This summary of a Cochrane review presents what we know from research about the effect of glucocorticoid injections (into affected joints) in people with acute gout. There were no trials that met our inclusion criteria, and no trials measuring the effect on pain, inflammation, the number of withdrawals due to adverse events, function, quality of life, treatment success and serious adverse events. Studies of glucocorticoid injections in other conditions that lead to joint pain suggest that this therapy may be well tolerated, relatively safe and effective in relieving pain.
What is gout, and what are intra-articular glucocorticoids?
Gout is a disease caused by high uric acid levels in the blood leading to crystal formation in the joints. People with gout can have flares of extremely painful, warm, red and swollen joints, usually in the big toe, ankle or knee. Gout usually presents as acute attacks causing joint swelling and pain but also can lead to chronic arthritis. While there is no cure for the disease, treatment can prevent recurrent gout attacks and improve its chronic form. Acute attacks may be provoked by trauma, ingesting certain medications (for example diuretics), hospitalisation, alcohol use and surgery.
Intra-articular glucocorticoids are a medication that is injected into joints; glucocorticoids are man-made drugs that closely resemble cortisol, a hormone that is produced by the adrenal glands. Oral pain or anti-inflammatory medications are usually used to treat acute gout. Intra-articular glucocorticoids are used if the usual medications don't work or if people are unable to take the usual medications because of other health problems.
While we were unable to find any controlled trials that have compared intra-articular glucocorticoids to placebo or another treatment, trials of intra-articular glucocorticoids for other conditions including osteoarthritis (some of which include people who have other types of crystals in their joints) and rheumatoid arthritis have found that this treatment is effective and safe. It is likely that these results would be generalisable to people with acute gout.
There is presently no evidence from randomised trials to support the use of intra-articular glucocorticoid treatment in acute gout. Evidence suggests intra-articular glucocorticoids may be a safe and effective treatment in osteoarthritis and rheumatoid arthritis. These results may be generalisable to people with acute gout, and the treatment may be especially useful in people when non-steroidal anti-inflammatory drugs or colchicine are contraindicated.
Although intra-articular glucocorticoids are a commonly used intervention in the treatment of acute gout, there is little evidence to support their safety and efficacy in this setting.

Supplied data:

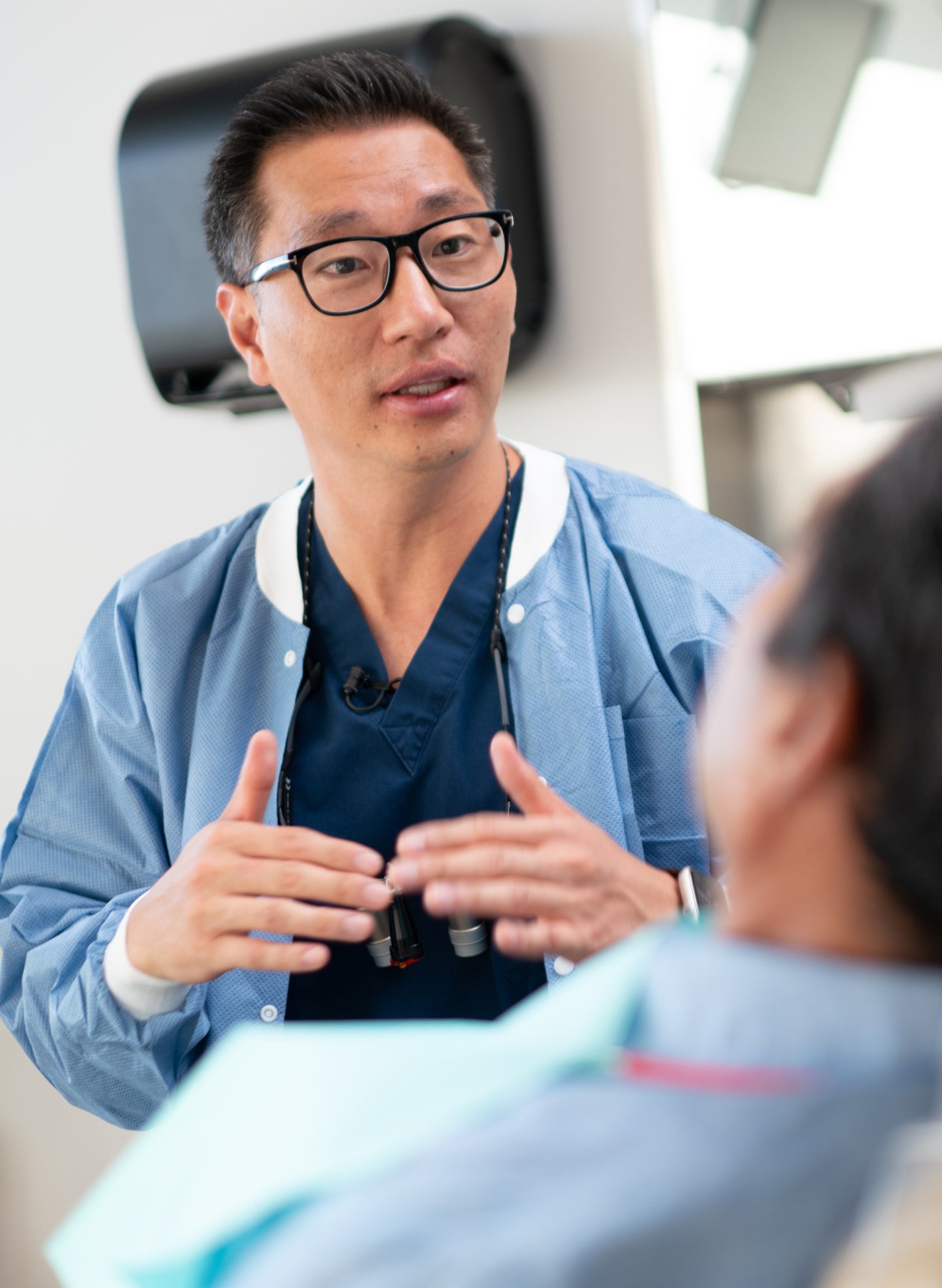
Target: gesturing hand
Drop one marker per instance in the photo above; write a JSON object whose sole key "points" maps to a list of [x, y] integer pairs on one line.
{"points": [[553, 882], [237, 875]]}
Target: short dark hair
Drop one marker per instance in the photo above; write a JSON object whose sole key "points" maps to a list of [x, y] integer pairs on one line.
{"points": [[874, 589], [314, 97]]}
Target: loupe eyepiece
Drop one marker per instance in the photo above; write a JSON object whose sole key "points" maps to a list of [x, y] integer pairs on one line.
{"points": [[469, 937], [380, 944]]}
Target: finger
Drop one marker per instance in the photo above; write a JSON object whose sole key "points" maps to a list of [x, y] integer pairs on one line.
{"points": [[511, 897], [290, 918], [256, 779], [550, 862], [520, 779], [296, 844], [239, 952], [304, 882], [531, 940], [472, 829]]}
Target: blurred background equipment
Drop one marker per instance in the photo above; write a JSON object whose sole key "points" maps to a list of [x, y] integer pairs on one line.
{"points": [[170, 133], [803, 200], [803, 62]]}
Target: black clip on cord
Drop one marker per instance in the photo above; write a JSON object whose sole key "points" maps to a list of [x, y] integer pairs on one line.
{"points": [[313, 673], [311, 683], [498, 644], [359, 679]]}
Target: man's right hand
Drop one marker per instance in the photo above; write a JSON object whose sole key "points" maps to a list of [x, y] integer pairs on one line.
{"points": [[238, 875]]}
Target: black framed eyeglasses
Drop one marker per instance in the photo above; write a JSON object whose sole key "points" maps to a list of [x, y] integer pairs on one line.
{"points": [[349, 275]]}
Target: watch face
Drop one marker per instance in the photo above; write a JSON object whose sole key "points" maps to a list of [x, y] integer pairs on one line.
{"points": [[701, 893], [709, 893]]}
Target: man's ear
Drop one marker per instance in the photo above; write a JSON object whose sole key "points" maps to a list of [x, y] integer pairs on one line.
{"points": [[241, 316], [818, 724]]}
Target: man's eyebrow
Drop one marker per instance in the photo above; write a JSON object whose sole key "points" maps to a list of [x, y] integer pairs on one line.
{"points": [[449, 199], [323, 227], [338, 222]]}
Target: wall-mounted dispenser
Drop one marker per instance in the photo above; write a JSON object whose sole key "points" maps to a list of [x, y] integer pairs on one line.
{"points": [[170, 133]]}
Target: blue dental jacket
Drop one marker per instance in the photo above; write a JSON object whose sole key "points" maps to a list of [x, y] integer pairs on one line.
{"points": [[618, 601]]}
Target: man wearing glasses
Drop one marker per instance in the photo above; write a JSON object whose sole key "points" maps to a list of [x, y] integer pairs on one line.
{"points": [[260, 718]]}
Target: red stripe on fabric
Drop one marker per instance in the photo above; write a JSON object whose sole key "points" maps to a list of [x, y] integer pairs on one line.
{"points": [[738, 1080]]}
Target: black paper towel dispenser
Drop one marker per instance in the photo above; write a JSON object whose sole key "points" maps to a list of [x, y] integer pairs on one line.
{"points": [[167, 139]]}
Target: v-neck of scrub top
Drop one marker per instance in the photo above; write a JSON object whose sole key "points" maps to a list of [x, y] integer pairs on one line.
{"points": [[421, 755]]}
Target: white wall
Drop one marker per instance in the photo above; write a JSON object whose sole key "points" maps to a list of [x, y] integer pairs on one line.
{"points": [[97, 473]]}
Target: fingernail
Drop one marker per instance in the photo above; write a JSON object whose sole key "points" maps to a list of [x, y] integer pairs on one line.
{"points": [[358, 925], [403, 874], [367, 861], [439, 897], [376, 894]]}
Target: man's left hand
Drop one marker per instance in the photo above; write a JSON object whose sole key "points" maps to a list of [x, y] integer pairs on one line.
{"points": [[551, 882]]}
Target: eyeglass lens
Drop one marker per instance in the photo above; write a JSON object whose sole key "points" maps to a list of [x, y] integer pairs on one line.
{"points": [[461, 254]]}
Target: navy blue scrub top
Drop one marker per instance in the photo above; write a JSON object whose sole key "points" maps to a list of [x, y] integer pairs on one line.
{"points": [[424, 755]]}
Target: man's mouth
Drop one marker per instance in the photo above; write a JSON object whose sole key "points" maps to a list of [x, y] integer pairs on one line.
{"points": [[432, 387]]}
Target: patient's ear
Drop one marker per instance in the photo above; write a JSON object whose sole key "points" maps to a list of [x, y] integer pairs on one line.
{"points": [[241, 316], [815, 722]]}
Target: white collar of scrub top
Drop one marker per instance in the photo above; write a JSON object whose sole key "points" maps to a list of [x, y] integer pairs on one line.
{"points": [[542, 510]]}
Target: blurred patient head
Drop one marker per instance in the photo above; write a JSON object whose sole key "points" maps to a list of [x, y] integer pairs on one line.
{"points": [[822, 758]]}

Activity:
Please summarize the review summary on joint injections for acute gout in two sentences.

Completed task:
Gout is caused by high uric acid levels in the blood that form crystals in the joints and lead to painful attacks, and glucocorticoids injected into joints are used when the usual oral medications don't work or can't be taken. No randomized trials have tested these injections in acute gout, but trials in osteoarthritis and rheumatoid arthritis found them safe and effective, and those results may be generalizable to people with acute gout.